----- Rows -----

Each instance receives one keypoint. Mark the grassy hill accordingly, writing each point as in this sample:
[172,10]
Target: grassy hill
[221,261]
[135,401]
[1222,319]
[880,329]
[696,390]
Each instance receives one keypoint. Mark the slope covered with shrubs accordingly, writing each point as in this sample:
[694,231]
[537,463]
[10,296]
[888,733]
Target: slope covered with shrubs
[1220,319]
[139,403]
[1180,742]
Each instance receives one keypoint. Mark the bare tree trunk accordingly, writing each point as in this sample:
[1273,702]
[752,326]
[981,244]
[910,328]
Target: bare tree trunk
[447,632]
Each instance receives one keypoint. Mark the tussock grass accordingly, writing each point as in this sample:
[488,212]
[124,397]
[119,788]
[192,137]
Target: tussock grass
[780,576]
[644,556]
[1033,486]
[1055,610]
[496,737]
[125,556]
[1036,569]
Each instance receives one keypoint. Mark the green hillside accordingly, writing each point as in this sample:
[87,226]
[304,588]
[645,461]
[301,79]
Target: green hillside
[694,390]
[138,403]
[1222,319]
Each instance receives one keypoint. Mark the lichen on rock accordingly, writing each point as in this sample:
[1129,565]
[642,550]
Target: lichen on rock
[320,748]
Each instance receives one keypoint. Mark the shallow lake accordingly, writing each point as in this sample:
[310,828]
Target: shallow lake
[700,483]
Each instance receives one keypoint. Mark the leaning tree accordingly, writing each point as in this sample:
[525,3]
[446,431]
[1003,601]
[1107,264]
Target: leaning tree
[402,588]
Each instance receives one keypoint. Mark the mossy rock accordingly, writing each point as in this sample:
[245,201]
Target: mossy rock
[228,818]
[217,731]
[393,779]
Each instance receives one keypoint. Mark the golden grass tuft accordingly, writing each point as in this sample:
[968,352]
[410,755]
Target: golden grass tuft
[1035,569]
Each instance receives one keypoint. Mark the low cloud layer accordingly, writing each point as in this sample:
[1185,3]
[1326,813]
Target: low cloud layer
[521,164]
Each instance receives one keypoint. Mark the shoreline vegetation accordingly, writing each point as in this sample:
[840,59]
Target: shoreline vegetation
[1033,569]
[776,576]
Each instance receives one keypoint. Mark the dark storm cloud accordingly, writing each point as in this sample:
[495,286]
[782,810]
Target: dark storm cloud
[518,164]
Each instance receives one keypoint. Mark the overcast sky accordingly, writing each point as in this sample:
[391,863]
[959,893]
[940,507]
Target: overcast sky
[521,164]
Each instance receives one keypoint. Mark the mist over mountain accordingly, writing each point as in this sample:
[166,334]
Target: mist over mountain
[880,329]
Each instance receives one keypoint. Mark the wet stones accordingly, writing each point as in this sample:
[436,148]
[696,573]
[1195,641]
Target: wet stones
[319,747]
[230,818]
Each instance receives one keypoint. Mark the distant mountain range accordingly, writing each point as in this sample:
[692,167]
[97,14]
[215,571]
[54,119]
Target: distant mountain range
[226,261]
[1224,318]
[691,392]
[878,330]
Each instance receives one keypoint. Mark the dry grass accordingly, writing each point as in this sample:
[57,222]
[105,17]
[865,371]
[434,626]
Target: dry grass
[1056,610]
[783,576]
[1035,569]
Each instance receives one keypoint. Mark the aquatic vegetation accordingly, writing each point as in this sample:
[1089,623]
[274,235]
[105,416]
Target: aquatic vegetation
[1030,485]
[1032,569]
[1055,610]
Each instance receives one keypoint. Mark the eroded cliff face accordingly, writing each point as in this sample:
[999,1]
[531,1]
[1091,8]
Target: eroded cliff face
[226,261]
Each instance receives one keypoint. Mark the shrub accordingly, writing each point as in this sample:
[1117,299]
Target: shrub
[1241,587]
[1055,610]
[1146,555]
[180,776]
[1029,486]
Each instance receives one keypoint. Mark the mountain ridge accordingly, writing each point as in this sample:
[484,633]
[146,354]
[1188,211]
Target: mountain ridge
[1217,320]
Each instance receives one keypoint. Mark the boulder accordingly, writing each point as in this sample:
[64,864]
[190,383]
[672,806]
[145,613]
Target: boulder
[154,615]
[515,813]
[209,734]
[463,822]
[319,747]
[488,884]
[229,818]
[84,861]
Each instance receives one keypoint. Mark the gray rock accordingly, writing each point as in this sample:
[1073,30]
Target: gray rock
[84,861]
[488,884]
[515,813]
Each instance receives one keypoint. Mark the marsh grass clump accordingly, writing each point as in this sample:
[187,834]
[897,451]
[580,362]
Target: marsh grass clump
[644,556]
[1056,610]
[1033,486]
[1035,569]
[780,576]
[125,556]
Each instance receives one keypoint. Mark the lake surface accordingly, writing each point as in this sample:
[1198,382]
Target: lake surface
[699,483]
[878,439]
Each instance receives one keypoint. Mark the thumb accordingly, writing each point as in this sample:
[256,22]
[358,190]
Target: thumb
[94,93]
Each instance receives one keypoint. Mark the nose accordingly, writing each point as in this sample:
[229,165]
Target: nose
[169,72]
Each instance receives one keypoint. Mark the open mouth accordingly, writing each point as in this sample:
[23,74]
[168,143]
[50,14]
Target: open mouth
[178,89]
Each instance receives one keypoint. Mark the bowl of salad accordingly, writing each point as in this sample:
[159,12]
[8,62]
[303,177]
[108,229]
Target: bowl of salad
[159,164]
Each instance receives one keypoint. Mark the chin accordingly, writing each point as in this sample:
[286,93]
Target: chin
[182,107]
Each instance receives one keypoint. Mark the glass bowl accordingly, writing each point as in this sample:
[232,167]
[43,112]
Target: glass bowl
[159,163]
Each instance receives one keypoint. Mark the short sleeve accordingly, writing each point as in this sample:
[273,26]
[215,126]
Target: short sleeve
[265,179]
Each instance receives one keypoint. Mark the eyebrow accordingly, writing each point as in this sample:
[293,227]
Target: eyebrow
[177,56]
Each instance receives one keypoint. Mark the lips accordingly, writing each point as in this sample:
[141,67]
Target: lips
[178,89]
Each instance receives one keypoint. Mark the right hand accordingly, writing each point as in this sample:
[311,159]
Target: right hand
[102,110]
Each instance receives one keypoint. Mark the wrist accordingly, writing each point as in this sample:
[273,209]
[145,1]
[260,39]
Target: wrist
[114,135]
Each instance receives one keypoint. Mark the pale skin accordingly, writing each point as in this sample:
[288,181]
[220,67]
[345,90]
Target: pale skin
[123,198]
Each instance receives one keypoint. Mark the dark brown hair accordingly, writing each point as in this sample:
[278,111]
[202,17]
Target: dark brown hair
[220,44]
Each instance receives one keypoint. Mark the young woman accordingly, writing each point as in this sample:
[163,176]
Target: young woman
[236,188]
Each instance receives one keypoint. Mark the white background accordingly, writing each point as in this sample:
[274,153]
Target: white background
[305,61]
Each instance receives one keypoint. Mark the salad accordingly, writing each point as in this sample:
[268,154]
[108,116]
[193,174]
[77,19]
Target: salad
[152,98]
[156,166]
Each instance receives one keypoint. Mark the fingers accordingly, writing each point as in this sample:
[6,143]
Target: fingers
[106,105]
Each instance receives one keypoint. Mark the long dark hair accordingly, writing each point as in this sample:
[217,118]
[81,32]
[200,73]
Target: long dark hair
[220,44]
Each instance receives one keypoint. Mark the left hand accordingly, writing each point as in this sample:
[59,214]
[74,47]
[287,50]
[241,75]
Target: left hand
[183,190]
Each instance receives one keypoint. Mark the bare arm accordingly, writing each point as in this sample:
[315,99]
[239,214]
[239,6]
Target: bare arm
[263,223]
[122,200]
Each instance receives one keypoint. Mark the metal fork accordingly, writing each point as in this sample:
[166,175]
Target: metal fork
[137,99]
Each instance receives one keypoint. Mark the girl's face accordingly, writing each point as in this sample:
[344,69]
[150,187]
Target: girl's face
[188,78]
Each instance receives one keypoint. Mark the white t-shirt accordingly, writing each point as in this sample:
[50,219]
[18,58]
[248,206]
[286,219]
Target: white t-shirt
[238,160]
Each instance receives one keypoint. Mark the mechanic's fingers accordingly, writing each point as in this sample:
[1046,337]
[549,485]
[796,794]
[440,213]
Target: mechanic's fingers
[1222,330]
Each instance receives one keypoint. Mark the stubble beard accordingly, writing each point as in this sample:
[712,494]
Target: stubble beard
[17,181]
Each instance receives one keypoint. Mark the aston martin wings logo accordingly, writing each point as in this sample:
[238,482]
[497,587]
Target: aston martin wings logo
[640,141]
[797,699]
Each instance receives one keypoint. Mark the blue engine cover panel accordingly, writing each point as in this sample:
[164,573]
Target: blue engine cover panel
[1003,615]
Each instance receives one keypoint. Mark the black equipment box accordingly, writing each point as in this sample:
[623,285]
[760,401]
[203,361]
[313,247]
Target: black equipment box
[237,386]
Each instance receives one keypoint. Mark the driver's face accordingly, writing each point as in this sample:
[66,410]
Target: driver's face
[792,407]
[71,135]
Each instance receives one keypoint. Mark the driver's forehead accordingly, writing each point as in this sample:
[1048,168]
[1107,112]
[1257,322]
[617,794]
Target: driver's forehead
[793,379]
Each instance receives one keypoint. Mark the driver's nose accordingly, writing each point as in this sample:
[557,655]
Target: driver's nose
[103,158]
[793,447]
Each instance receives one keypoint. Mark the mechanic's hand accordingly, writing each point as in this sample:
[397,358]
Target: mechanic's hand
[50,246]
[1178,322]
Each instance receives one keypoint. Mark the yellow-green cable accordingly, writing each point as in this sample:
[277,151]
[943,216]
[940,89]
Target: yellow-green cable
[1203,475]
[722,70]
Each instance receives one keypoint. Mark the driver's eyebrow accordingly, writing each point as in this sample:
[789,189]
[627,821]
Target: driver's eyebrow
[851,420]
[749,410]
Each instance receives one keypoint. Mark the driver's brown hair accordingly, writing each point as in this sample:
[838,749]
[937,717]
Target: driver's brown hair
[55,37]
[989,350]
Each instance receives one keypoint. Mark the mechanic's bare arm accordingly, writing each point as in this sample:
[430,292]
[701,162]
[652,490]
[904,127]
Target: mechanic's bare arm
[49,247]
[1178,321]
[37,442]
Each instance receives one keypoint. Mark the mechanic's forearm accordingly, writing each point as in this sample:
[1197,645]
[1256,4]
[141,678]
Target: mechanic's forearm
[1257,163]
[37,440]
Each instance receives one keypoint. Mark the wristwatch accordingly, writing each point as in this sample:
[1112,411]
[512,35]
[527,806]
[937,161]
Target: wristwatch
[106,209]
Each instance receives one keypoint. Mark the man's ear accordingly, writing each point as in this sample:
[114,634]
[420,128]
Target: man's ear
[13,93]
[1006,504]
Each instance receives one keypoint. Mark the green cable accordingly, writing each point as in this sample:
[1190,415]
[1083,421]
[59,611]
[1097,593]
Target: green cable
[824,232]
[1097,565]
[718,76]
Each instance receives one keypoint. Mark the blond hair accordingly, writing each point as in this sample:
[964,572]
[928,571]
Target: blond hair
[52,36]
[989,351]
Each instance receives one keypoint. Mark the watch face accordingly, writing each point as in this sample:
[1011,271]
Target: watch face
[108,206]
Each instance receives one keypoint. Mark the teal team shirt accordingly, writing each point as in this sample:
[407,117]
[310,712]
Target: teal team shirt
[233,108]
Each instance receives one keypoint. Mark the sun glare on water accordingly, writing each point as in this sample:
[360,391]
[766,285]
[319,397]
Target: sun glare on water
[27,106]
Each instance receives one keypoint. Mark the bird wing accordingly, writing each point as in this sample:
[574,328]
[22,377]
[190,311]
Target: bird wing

-----

Reproduce only the lines from the line containing "Each instance receives one keypoint. Mark the man's" to the last line of the material above, both of those lines included.

• Output for this exercise:
Each instance receives one keypoint. Mark the man's ear accordingly, writing each point as in this sample:
[114,634]
[420,128]
Target: man's ear
[13,93]
[1006,504]
Each instance receives one keypoint. Mark the green cable accordingly, writing each point as in this sample:
[1190,415]
[1083,421]
[59,611]
[1097,593]
Target: green cable
[824,232]
[1097,565]
[718,76]
Each instance receives one keypoint. Mark the blond hair accordingly, writing each point as in this sample:
[964,572]
[928,571]
Target: blond hair
[52,36]
[989,351]
Each instance receives one keypoint. Mark the watch face accordingly, writing each point as in this sample:
[1011,271]
Target: watch face
[108,206]
Each instance receives one keypoint. Mark the teal team shirt accordingly, writing each point as in this sample:
[407,117]
[310,712]
Target: teal team shirt
[233,108]
Each instance receives one keypoint. Mark the sun glare on water accordingly, writing each point as in this sample:
[360,391]
[766,285]
[319,397]
Target: sun glare on water
[27,106]
Each instance receives one keypoint. Mark the bird wing accordingly, writing each point as in this sample:
[574,328]
[22,377]
[190,311]
Target: bird wing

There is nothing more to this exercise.